ВЫПОЛНИТЕ ЗАДАНИЯ
- 1) Ответьте по тексту о Дмитрии Кара Чобане:
(a) Кем, согласно тексту, одновременно был Кара Чобан?
(b) Где жил гагаузский язык до него?
(c) Чего не было в карачобановских скульптурах?
- 2) Выпишите из текста о Дмитрии Кара Чобане отрывок, который начинается словами «Это была не» и продолжается вплоть до слов «прославлять отчий край.».

ФРАГМЕНТ ТЕКСТА

- - -

Дмитрий Кара Чобан — сокрушительная многогранность

Анна Харламенко

Бывают люди, чья внутренняя жизнь настолько широка и стремительна, что она не помещается в берега одной человеческой судьбы. Им мало одного ремесла, одного инструмента, одного холста. Они рождаются с каким-то ненасытным, великим голодом к созиданию. Таким был Дмитрий Кара Чобан.

Когда смотришь на масштаб сделанного им, охватывает понятное ошеломление. Как в образе одного человека, прожившего не такую уж долгую жизнь, уживались поэт, прозаик, скульптор, живописец, режиссёр, педагог, этнограф, создатель музея?

Это была не просто разносторонность таланта. Это была яростная, ежедневная попытка показать всему человечеству ускользающий космос своего народа. И платил он за это полной мерой — одиночеством, бессонницей, внутренним выгоранием, непониманием, порой даже отторжением. Такие люди редко принадлежат только себе. Они слишком рано начинают жить за целый народ.

ОДИН — КАК АКАДЕМИЯ ХУДОЖЕСТВ

Кара Чобан подчинял себе любую материю, к которой прикасался, заставляя её говорить на гагаузском языке, отражать жизнь своего народа, прославлять отчий край.

СЛОВО И ЯЗЫК. До него гагаузский язык жил лишь под низкими потолками саманных домов, в тихих колыбельных и у ночных костров пастухов. Дмитрий Николаевич очистил степную речь от наносного сора и вывел её на свет печатного станка.

Вершиной его литературного труда стали глубоко выверенные авторские сборники. Его поэзия и проза дышали зноем Буджака, звоном колокольчика, вздохом хлебороба, скрипом тележного колеса или журавля степного колодца — всего нашего, родного.

Он дал своему народу письменное слово и право открыто говорить с миром о своей судьбе.

ГЛИНА И ДЕРЕВО. Под его резцом они превращались в мудрых стариков и матерей. В карачобановских скульптурах не было салонного изящества. Зато была ладонь, которой держали плуг. Глаза, в которых жили любовь и печаль. Морщины на лицах — как трещины в иссохшей земле Буджака.

- - -

СТРОКИ ДАННЫХ

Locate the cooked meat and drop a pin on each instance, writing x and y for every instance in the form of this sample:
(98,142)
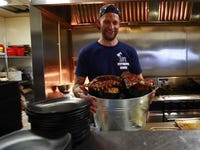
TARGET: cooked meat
(105,83)
(130,79)
(127,85)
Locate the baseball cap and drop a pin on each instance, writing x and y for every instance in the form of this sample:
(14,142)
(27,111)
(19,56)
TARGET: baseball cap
(109,8)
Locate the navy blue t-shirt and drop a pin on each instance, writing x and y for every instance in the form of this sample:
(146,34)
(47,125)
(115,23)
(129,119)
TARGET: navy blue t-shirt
(96,59)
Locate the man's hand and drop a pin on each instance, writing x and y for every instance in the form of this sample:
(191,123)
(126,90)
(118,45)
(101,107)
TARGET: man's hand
(81,92)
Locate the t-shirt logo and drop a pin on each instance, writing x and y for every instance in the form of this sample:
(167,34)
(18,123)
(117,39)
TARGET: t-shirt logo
(123,64)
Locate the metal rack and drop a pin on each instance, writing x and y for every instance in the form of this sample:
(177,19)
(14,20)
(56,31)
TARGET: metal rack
(6,62)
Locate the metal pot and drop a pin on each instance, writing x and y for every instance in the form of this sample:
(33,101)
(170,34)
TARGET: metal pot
(121,114)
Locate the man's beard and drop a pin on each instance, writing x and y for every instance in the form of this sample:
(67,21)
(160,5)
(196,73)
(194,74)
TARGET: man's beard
(109,38)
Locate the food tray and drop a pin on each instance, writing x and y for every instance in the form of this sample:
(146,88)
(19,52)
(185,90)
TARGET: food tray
(188,123)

- - -

ОТВЕТЫ ПО ПОРЯДКУ
- 1)
(a) Поэтом, прозаиком, скульптором, живописцем, режиссёром, педагогом, этнографом и создателем музея.
(b) Под низкими потолками саманных домов, в тихих колыбельных и у ночных костров пастухов.
(c) Салонного изящества.

- 2)
Это была не просто разносторонность таланта. Это была яростная, ежедневная попытка показать всему человечеству ускользающий космос своего народа. И платил он за это полной мерой — одиночеством, бессонницей, внутренним выгоранием, непониманием, порой даже отторжением. Такие люди редко принадлежат только себе. Они слишком рано начинают жить за целый народ.

ОДИН — КАК АКАДЕМИЯ ХУДОЖЕСТВ

Кара Чобан подчинял себе любую материю, к которой прикасался, заставляя её говорить на гагаузском языке, отражать жизнь своего народа, прославлять отчий край.